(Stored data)
□ □ □ □ □

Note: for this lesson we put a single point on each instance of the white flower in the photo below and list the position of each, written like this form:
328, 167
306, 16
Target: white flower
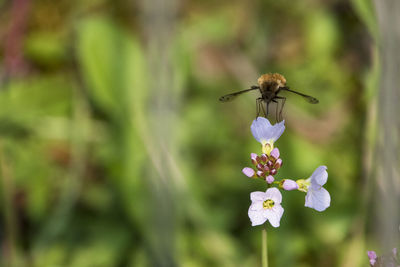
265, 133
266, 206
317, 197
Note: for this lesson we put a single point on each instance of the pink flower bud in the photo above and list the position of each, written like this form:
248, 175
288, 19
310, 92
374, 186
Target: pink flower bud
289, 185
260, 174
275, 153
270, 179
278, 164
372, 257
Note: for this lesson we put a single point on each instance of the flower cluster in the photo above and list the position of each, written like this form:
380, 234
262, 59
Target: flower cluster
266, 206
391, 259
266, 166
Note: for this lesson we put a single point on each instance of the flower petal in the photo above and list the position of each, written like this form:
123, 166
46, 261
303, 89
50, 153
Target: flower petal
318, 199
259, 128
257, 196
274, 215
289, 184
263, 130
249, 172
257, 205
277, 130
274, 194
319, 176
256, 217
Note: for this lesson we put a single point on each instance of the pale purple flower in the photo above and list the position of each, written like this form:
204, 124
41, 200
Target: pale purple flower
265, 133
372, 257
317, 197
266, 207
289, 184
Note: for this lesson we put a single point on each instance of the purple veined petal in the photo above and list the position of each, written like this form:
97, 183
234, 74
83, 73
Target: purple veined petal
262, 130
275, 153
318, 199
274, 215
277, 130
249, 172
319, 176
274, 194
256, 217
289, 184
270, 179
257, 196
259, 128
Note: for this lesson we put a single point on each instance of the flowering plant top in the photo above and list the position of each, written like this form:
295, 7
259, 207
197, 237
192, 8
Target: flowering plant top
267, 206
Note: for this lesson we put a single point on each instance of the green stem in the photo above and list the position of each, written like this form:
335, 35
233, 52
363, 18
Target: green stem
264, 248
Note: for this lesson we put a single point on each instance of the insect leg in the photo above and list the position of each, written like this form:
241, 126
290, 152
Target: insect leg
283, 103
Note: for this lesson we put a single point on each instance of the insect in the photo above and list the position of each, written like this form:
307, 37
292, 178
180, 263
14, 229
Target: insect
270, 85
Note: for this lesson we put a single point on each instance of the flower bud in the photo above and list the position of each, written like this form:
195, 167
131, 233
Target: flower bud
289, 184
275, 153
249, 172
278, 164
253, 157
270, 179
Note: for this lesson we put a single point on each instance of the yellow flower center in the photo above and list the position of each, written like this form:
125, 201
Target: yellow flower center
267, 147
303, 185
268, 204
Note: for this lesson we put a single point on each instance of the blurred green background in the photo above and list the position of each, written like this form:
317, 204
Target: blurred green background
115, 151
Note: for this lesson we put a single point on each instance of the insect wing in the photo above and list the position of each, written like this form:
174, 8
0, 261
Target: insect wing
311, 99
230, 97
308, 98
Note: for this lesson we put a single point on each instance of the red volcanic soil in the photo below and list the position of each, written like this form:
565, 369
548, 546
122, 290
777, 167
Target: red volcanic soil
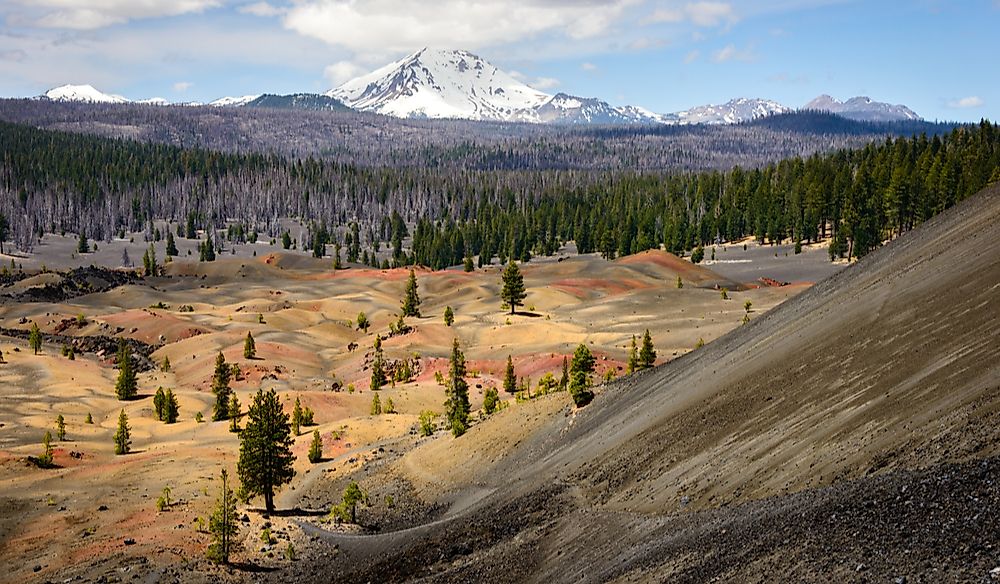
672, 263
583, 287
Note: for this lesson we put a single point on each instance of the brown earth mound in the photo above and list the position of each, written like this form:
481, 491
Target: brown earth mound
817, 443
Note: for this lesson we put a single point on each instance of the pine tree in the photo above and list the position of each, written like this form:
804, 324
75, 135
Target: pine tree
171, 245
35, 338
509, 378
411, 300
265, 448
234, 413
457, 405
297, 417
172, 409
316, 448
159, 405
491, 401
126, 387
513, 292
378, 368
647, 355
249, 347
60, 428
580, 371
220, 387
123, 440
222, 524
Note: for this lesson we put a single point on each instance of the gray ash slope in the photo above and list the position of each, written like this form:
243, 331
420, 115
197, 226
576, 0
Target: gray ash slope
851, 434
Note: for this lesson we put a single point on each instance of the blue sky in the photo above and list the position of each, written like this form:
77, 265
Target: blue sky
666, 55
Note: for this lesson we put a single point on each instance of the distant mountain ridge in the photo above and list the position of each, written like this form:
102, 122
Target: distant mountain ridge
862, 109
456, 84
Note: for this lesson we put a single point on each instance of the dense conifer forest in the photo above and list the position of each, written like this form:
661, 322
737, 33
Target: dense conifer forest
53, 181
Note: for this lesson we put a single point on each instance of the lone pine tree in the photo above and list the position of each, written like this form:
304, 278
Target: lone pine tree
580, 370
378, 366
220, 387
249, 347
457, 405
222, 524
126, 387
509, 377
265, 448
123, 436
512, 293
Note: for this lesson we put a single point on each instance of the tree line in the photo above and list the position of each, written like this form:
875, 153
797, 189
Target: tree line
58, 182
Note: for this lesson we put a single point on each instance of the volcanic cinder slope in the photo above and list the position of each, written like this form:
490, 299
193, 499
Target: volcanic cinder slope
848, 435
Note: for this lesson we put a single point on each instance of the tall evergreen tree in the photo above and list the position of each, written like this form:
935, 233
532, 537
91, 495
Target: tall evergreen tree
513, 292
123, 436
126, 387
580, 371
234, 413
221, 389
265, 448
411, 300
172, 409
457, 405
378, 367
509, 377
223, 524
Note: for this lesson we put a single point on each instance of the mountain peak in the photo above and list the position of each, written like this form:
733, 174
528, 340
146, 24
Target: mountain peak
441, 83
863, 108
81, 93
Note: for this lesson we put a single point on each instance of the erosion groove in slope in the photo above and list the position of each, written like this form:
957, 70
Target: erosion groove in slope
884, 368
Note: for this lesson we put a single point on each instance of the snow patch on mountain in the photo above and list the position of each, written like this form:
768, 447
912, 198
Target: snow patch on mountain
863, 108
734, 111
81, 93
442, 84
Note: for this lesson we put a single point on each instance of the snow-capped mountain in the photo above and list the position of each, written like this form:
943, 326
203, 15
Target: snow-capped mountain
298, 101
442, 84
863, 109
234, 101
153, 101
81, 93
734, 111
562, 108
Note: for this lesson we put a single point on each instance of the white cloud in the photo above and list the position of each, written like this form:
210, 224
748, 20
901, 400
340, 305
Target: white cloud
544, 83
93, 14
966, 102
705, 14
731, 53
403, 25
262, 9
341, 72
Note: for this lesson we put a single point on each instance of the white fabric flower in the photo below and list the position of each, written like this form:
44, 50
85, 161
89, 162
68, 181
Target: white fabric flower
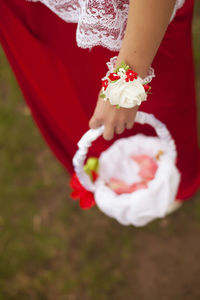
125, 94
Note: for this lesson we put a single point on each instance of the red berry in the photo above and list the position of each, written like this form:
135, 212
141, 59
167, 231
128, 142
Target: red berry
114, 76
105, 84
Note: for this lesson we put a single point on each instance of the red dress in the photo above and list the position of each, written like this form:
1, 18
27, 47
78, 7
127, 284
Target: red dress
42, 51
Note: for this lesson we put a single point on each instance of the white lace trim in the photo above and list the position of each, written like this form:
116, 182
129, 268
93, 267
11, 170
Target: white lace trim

□ □ □ □ □

- Your goal -
Render the records above word for word and leave the pictures out.

- Response to this task -
Note: for this lesson we put a single point on each instance of the white flower in the photo below and list the position of each, written like this form:
328, 167
306, 16
Target: white flower
265, 133
266, 206
317, 197
Note: for this lesson we put a single point on each instance of the pink flower bud in the photo above and list the position of each, written like this form:
248, 175
288, 19
310, 92
374, 186
Target: pink flower bud
289, 185
260, 174
275, 153
270, 179
278, 164
372, 257
Note: for this lesson we put a single point on each instance of the flower cluster in the photo above and list the position of each, written like this form:
380, 234
262, 59
Target: flower cluster
266, 206
391, 259
266, 166
Note: for this lesson we put a single point on each instance of the flower petal in the photo above and list the position of each, written like this form:
123, 166
46, 261
303, 89
50, 153
Target: flower petal
318, 199
259, 128
257, 196
274, 215
289, 184
263, 130
249, 172
257, 205
277, 130
274, 194
319, 176
256, 217
Note: for this lesson we put a single point on each instance of the pale purple flower in the photo above and list the position of each, written like this form:
204, 124
41, 200
Target: pale purple flower
265, 133
372, 257
317, 197
266, 207
289, 184
Note: for this lesson we put a single point on each instance of the purple veined petal in the photo above and list the position of each, written like this form:
97, 183
234, 74
83, 73
Target: purple veined petal
262, 130
275, 153
318, 199
274, 215
277, 130
249, 172
319, 176
274, 194
256, 217
289, 184
270, 179
257, 196
259, 128
Note: for this lesson we put a single point on each instance of the flowering plant top in the photo above and list the position of each, written like this form:
295, 7
259, 207
197, 237
192, 8
Target: flowering plant top
267, 206
Note: for this lesson we put a single point on each instance of the green stem in the photo above and list the position of each, written like this form:
335, 35
233, 52
363, 18
Target: green stem
264, 248
Note: for this lesson we put a single point on each instance of the insect leg in the photo above and list the position of each, written like this form:
241, 126
290, 152
Target: insect leg
283, 103
Note: for this lesson we put a single point on each instance of the insect in the photo above and list the position of each, written like this form:
307, 37
292, 178
180, 263
14, 229
Target: insect
270, 85
Note: for this lesson we put a single point on each instance of the flower bud in the photo above and list the position of each, written like this form:
195, 167
131, 233
Target: flower bud
289, 184
275, 153
249, 172
278, 164
253, 157
270, 179
Note: for this lesson we put a single point on each instance of the yellow flower center in the photo above and list the position of each, written like this form:
125, 201
Target: yellow flower center
267, 147
303, 185
268, 204
Note: for this lesson we put a single point on each instance of the blurred green background in the photo above and list the position of each, written like this form:
317, 204
Target: blurred green background
115, 151
Note: for this lesson we put a single point on each instance of the insect wing in the photo above and list the position of each, written like this form:
174, 8
0, 261
Target: insect wing
311, 99
230, 97
308, 98
Note: for this lesson we put a single point on each instance of the red volcanic soil in the photo below and list the position of each, written like this form:
565, 369
548, 546
122, 290
777, 167
Target: red volcanic soil
672, 263
583, 287
Note: for this lesson we put a single point on each instance of the brown earth mound in the photo above and list the position of each, written like this form:
481, 491
Target: brown earth mound
817, 443
Note: for this lesson we put a single point on each instance of the pine tree in the photo above and list the position of each, written like this form:
804, 324
75, 135
Target: pine tree
171, 245
35, 338
509, 378
411, 300
265, 448
234, 413
457, 405
297, 417
172, 409
316, 448
159, 405
491, 401
126, 387
513, 292
378, 368
647, 355
249, 347
60, 428
580, 371
220, 387
123, 440
222, 524
Note: for this lesson we put a single point on each instance of the gray ash slope in the photo above and list the position of each, written like this form:
243, 331
420, 115
197, 226
576, 0
Target: gray ash slope
851, 434
Note: for this lesson we put a single point on each instance of the blue sky in the photo above and list the position of each, written like this form:
77, 265
Target: blue sky
666, 55
Note: for this lesson we put a single point on each instance of the distant mountain ridge in the photo above and list the position of each, written like this form:
102, 122
Target: distant mountain ridge
862, 109
456, 84
Note: for this lesson we put a single point on each instance of the dense conifer forest in the photo above and list the position of each, written like this form:
661, 322
737, 33
Target: dense conifer forest
53, 181
Note: for this lesson we put a single point on each instance of the lone pine tree in the photo above and list the position of each, written like this form:
304, 278
Target: lone pine tree
580, 370
378, 366
220, 387
249, 347
457, 405
222, 524
126, 387
509, 377
265, 448
123, 436
512, 293
Note: for this lesson we put a single point on each instance of the tree line in the photo above and list the position of each, written like this form:
875, 153
797, 189
Target: tree line
58, 182
Note: for this lesson we put a single point on each instance of the volcanic cinder slope in the photo above and list the position of each, written like this form:
490, 299
193, 499
Target: volcanic cinder slope
848, 435
Note: for this lesson we put a single point on each instance of the tall evergreen tree in the photo above and list the position of each, written like this form:
935, 233
532, 537
91, 495
Target: tall evergreen tree
513, 292
123, 436
126, 387
580, 371
234, 413
221, 389
265, 448
411, 300
172, 409
457, 405
378, 367
509, 377
223, 524
Note: for this lesson we put a single point on each instance of the mountain peak in the photo above and list the position of each, written like this form:
733, 174
528, 340
146, 24
Target: mountain peak
441, 83
863, 108
81, 93
Note: for this lesson we put a single point on each instance of the erosion groove in slope in the photo above and list the position of each, written like this form:
957, 70
Target: erosion groove in slope
884, 368
Note: for this lesson we put a single point on each instance of the snow patch on mountain in the photo above and list the position of each, written like this form:
768, 447
912, 198
Target: snow patch on mountain
863, 108
734, 111
81, 93
442, 84
Note: for this lesson we put a single point on each instance of the snow-capped mountain in the photo above and list the position of each, written like this form:
943, 326
203, 15
Target: snow-capped mountain
298, 101
442, 84
863, 109
234, 101
153, 101
81, 93
734, 111
562, 108
Note: for this lesson we put a single point on each instance of the white cloud in the photo above and list the position of each, written like this form:
210, 224
748, 20
901, 400
340, 305
Target: white cloud
544, 83
93, 14
966, 102
705, 14
731, 53
403, 25
262, 9
341, 72
Note: for this lesson we put a single point on each instance of the white fabric flower in the photo below and list the position of each, written like this form:
44, 50
85, 161
89, 162
68, 181
Target: white fabric flower
125, 94
Note: for this lesson we put a single point on each instance of the red berry in the photo above and list the position of each, written like this form:
135, 212
141, 59
167, 231
128, 142
Target: red berry
114, 76
105, 84
Note: for this lesson we put a single point on each instance of the red dress in the photo above and list the position of each, written like this form:
1, 18
27, 47
78, 7
127, 284
Target: red dress
42, 51
Note: for this lesson we put a single point on each instance of the white lace trim in the photo above and list the position of each, written like this form:
116, 182
129, 268
93, 267
11, 170
Target: white lace trim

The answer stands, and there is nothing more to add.